▶ Passage for review
Synergistic beneficial effects of natural activators of autophagy on endothelial cells and platelets.

Roberto Carnevale, Cristina Nocella, Sonia Schiavon, Vittoria Cammisotto, Maria Cotugno, Maurizio Forte, Valentina Valenti, Simona Marchitti, Daniele Vecchio, Giuseppe Biondi Zoccai, Speranza Rubattu, Ombretta Martinelli, Pasquale Pignatelli, Francesco Violi, Massimo Volpe, Francesco Versaci, Luigi Frati, Giacomo Frati, Sebastiano Sciarretta.

BACKGROUND AND PURPOSE: Oxidative stress and insufficient autophagy activity are associated with inflammatory processes and are common features of many cardiovascular diseases (CVD). We investigated if a combination of natural activators of autophagy is able to modulate oxidative stress, platelet aggregation and endothelial cell survival and function in response to stress.EXPERIMENTAL APPROACH: Ex vivo platelet aggregation and activation, H2 O2 production and autophagy were measured in platelets of subjects at high cardiovascular risk, including smokers, patients with metabolic syndrome (MS) and patients with atrial fibrillation (AF). In vitro, the effects of a mixture of natural pro-autophagy molecules and antioxidants on platelets and HUVECs were evaluated.

▶ Required tasks
(1) In the autophagy abstract, on which cells besides platelets were the in vitro effects of the mixture evaluated?
(2) Repeat the portion of the autophagy abstract that begins at the words "Roberto Carnevale, Cristina" and stops after "Frati, Sebastiano Sciarretta.".
(3) Write the next part of the autophagy abstract, starting after its final sentence.
The data after the autophagy abstract is separate material.

▶ Records shown

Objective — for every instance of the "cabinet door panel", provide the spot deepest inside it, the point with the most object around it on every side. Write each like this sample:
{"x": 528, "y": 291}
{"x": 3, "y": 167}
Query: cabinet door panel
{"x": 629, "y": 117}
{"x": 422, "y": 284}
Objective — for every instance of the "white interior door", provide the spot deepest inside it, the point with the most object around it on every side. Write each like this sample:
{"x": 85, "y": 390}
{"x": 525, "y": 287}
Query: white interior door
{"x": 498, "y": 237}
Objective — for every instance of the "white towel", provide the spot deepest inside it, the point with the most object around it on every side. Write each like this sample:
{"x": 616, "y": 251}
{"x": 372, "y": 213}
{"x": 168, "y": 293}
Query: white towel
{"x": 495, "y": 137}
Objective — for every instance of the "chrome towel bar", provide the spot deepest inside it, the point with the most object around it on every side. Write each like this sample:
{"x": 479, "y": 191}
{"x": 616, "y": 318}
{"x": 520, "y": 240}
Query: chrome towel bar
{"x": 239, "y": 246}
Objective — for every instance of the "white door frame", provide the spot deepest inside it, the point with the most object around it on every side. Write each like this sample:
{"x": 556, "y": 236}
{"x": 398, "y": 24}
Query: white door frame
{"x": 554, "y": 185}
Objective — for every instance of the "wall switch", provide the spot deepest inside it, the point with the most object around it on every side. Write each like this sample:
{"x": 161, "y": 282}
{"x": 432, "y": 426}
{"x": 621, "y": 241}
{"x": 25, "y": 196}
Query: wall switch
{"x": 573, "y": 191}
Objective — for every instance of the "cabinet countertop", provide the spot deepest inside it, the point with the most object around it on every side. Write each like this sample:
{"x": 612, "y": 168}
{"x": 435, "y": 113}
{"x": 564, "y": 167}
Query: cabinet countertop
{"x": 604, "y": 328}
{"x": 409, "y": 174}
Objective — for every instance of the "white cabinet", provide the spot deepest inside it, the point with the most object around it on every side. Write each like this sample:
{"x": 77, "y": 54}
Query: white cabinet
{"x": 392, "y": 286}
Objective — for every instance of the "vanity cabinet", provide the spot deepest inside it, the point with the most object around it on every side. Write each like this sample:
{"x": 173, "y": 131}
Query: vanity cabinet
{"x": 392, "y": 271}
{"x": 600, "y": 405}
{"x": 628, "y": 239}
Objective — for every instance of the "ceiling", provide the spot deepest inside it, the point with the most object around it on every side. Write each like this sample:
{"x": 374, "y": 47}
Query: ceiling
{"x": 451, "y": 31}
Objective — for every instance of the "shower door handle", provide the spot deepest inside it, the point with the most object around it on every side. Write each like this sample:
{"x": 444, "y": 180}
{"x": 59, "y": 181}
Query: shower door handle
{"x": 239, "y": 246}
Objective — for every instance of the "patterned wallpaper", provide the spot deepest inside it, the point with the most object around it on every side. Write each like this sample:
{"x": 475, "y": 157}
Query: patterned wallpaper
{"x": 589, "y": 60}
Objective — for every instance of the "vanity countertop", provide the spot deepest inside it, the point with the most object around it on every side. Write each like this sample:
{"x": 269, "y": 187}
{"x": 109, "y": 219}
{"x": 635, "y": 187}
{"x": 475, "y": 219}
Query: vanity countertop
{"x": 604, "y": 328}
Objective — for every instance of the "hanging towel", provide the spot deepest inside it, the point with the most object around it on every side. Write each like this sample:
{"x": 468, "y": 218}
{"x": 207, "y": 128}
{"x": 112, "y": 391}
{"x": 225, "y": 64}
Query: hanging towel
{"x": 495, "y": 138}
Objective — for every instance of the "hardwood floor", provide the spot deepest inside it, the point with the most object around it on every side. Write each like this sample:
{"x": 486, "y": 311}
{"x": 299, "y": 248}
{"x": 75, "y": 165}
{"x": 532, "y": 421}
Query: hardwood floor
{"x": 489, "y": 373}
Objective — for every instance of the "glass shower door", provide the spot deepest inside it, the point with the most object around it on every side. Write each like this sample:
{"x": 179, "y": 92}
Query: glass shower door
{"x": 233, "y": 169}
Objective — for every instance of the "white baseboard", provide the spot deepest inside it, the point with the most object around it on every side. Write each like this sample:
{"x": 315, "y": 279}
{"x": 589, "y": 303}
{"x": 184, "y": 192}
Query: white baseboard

▶ Answers in order
(1) HUVECs.

(2)
Roberto Carnevale, Cristina Nocella, Sonia Schiavon, Vittoria Cammisotto, Maria Cotugno, Maurizio Forte, Valentina Valenti, Simona Marchitti, Daniele Vecchio, Giuseppe Biondi Zoccai, Speranza Rubattu, Ombretta Martinelli, Pasquale Pignatelli, Francesco Violi, Massimo Volpe, Francesco Versaci, Luigi Frati, Giacomo Frati, Sebastiano Sciarretta.

(3)
KEY RESULT: Autophagy appeared to be inhibited, whereas aggregation was increased in platelets from AF and MS patients and in smokers, as compared to healthy subjects. Treatment of platelets isolated from these patients with 2 different mixtures of catechin, epicatechin, trehalose and spermidine significantly reduced platelet activation and oxidative stress, whereas they increased autophagy in a synergistic manner with respect to the effect of each single molecule alone. Similarly, treatment of HUVECs with a combination of these natural compounds exerted synergic beneficial effects and increased endothelial cell survival, NO bioavailability and angiogenesis in response to stress in a potentiated manner.
CONCLUSION AND IMPLICATIONS: A combination of natural activators of autophagy could synergistically inhibit platelet activity and oxidative stress and improve endothelial cell survival and function in a potentiated manner representing a useful strategy to reduce the impact of risk factors on CVD occurrence.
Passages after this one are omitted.